__Bloque de texto__:
****************************************

Nello Gargiulo ha sido director y secretario ejecutivo de la Fundación cardenal Raúl Silva Henríquez por treinta años. En el 25 aniversario de la muerte del Cardenal, nos ha hecho llegar esta reflexión a partir de testimonios recogidos, publicaciones realizadas, seminarios y coloquios celebrados bajo diferentes miradas y circunstancias. Hablar de “amor creativo y productivo” es un desafío para todos aquellos que hoy no se encuentran conformes con el estilo de la sociedad en que vivimos y aspiran a dar su propio aporte para cambiarla.

El 12 de abril de 1999 por las calles del centro de la ciudad de Santiago, un sol tibio otoñal iluminaba una singular e histórica mañana cuando se levantó espontáneamente un coro unánime: “Raúl, amigo, el pueblo está contigo”. Este fue el último saludo al Cardenal Raúl Silva Henríquez, que había regresado a la casa del Padre el día 9.

****************************************

__Filas__:
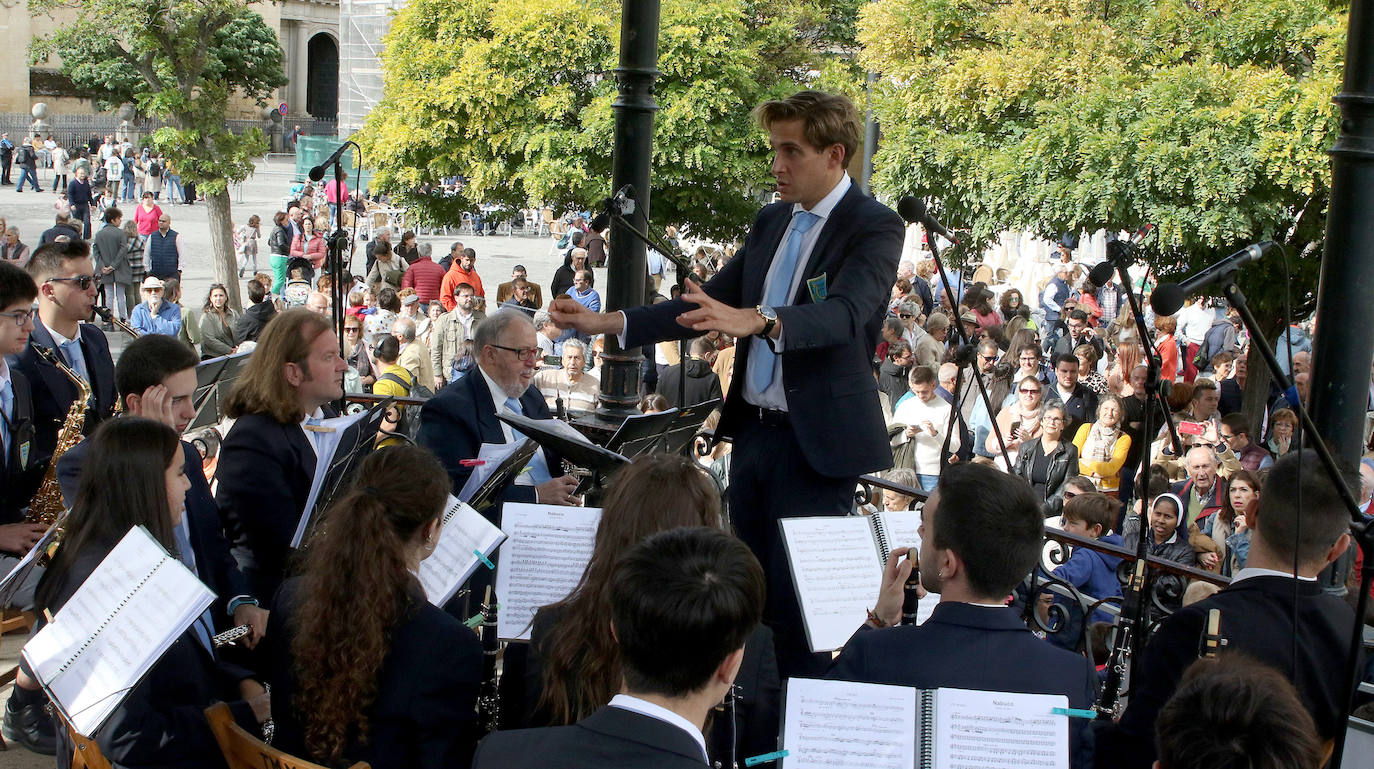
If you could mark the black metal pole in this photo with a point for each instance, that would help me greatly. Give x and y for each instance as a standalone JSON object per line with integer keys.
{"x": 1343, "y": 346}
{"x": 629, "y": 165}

****************************************

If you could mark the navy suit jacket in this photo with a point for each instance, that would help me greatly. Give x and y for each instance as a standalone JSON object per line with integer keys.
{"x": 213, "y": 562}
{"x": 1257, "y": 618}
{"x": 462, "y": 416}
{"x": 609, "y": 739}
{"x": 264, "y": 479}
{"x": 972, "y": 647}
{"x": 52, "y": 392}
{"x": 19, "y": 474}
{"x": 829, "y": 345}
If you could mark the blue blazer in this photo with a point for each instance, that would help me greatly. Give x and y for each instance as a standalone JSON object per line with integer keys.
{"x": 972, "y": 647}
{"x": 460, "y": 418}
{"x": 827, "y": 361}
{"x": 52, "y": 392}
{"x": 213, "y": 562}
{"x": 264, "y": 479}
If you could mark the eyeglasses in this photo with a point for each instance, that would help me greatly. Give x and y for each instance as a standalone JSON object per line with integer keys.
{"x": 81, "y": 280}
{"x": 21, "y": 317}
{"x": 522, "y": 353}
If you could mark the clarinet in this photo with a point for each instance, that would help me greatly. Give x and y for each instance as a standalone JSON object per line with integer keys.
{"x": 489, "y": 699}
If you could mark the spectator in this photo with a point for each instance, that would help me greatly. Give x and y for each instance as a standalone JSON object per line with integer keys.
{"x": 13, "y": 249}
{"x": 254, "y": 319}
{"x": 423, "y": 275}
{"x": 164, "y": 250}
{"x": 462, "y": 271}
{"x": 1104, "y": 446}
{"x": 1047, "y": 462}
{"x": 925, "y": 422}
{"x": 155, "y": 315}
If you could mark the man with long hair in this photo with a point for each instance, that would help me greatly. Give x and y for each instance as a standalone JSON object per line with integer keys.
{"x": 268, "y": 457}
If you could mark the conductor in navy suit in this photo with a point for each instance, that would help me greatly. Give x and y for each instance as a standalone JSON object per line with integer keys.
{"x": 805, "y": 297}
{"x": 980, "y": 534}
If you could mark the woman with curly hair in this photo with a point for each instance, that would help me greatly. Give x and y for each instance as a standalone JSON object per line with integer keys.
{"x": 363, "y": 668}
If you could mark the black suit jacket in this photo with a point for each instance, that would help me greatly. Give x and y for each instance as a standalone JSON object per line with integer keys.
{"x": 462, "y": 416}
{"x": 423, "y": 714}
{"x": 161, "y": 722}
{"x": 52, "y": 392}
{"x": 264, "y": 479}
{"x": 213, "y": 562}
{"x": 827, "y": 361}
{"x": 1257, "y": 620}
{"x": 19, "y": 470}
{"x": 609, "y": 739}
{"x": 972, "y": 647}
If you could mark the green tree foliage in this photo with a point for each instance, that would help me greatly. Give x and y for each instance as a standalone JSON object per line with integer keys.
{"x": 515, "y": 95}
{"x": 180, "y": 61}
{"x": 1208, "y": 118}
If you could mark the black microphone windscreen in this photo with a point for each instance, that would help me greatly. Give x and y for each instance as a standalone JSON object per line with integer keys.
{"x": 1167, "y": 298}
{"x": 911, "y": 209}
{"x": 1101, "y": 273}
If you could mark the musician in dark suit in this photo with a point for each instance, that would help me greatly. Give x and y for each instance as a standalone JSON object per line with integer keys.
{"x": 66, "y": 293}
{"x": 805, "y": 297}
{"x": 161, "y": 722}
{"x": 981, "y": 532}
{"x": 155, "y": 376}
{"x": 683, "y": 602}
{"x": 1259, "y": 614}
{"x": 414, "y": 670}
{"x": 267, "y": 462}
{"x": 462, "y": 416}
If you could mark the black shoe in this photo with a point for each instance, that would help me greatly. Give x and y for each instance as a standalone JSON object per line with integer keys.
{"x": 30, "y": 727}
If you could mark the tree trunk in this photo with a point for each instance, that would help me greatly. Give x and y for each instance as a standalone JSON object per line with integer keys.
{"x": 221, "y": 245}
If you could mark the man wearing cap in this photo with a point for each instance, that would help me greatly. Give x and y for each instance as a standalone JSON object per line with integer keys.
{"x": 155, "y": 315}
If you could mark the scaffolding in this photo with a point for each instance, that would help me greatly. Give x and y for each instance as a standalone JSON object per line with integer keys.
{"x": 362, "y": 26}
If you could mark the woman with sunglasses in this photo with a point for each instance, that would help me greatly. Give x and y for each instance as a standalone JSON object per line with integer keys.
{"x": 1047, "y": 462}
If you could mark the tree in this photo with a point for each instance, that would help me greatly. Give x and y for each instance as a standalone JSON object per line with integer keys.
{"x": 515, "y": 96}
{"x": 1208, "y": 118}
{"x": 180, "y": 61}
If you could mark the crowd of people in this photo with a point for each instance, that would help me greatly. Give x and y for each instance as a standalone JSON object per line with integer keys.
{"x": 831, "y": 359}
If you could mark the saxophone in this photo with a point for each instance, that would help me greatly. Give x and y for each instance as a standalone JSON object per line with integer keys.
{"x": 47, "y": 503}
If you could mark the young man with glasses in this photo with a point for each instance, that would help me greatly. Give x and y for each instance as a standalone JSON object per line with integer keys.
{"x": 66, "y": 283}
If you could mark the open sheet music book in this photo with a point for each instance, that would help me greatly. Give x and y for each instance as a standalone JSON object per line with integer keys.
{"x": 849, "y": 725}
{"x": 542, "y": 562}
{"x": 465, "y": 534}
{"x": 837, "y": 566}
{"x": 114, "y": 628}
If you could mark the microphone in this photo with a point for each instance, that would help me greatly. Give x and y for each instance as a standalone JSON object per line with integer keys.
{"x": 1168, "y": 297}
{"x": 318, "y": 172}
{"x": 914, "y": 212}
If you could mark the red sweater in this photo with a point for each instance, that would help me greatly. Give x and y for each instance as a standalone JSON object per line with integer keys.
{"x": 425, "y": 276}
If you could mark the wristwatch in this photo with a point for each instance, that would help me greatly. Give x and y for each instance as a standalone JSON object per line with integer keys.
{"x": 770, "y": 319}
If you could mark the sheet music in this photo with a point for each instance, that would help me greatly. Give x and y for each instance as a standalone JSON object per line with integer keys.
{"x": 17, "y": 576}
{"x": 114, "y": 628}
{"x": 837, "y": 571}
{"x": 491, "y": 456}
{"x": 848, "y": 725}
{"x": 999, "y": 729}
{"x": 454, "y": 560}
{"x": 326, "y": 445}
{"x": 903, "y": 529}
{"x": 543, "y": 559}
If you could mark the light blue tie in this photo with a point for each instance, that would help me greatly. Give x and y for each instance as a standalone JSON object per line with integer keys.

****************************************

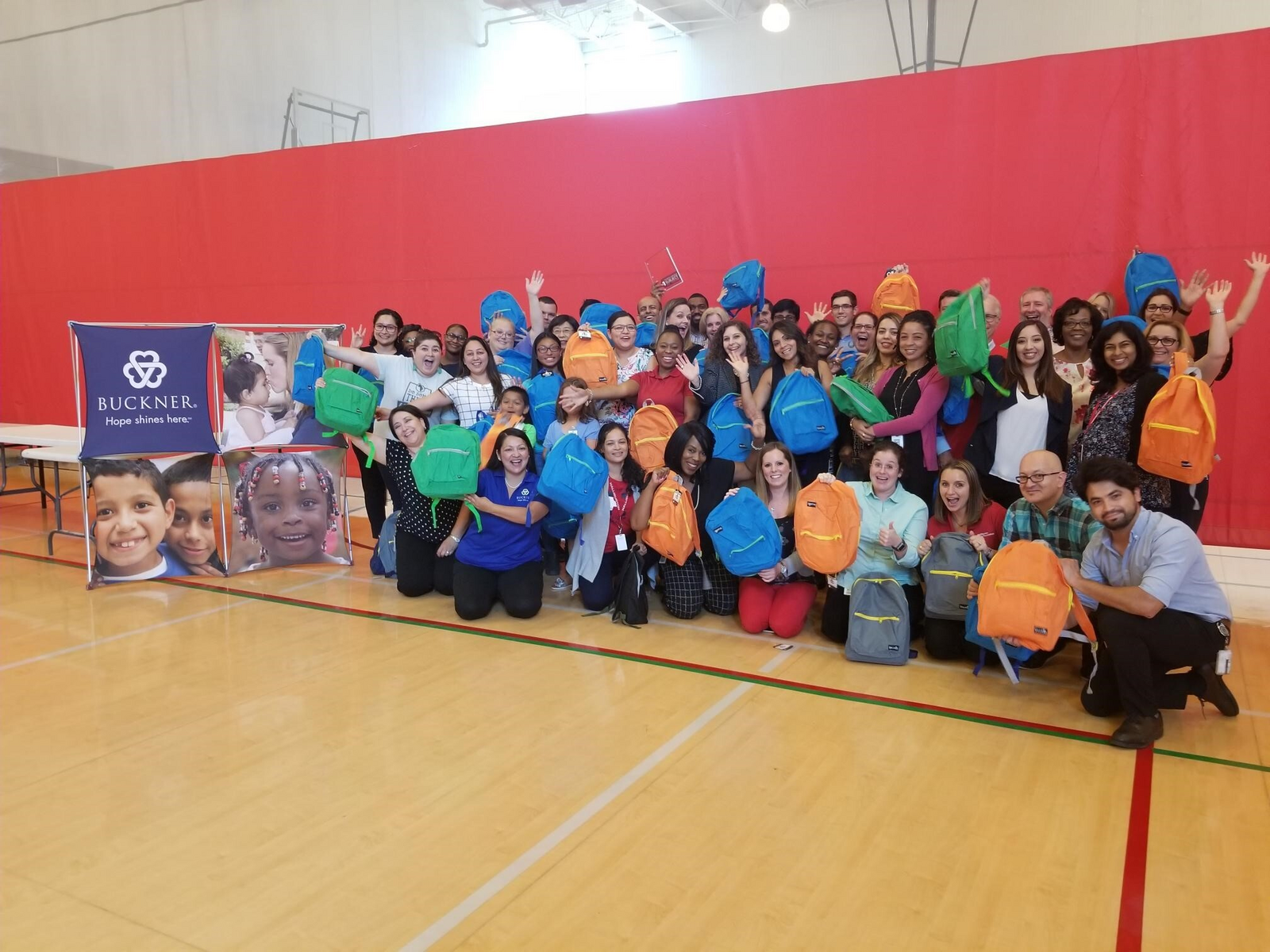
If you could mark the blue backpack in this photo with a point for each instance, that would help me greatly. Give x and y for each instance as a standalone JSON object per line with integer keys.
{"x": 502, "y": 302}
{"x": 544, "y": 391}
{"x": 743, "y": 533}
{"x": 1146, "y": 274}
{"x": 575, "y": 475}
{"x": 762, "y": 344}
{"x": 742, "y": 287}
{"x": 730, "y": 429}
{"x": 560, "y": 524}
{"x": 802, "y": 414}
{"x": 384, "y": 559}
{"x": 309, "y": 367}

****************************************

__Lista de tareas__:
1 – Responde estas preguntas sobre el texto del cardenal Silva Henríquez:
(a) ¿Durante cuántos años ha sido Nello Gargiulo director y secretario ejecutivo de la fundación?
(b) ¿Qué día regresó el Cardenal a la casa del Padre?
(c) ¿Qué coro se levantó el 12 de abril de 1999 en las calles de Santiago?
2 – Copia palabra por palabra el fragmento del texto del cardenal Silva Henríquez que empieza en las palabras "Nello Gargiulo ha" y termina después de "aporte para cambiarla.".

__Respuestas en orden__:
1 –
(a) Treinta años.
(b) El día 9.
(c) "Raúl, amigo, el pueblo está contigo".

2 –
Nello Gargiulo ha sido director y secretario ejecutivo de la Fundación cardenal Raúl Silva Henríquez por treinta años. En el 25 aniversario de la muerte del Cardenal, nos ha hecho llegar esta reflexión a partir de testimonios recogidos, publicaciones realizadas, seminarios y coloquios celebrados bajo diferentes miradas y circunstancias. Hablar de “amor creativo y productivo” es un desafío para todos aquellos que hoy no se encuentran conformes con el estilo de la sociedad en que vivimos y aspiran a dar su propio aporte para cambiarla.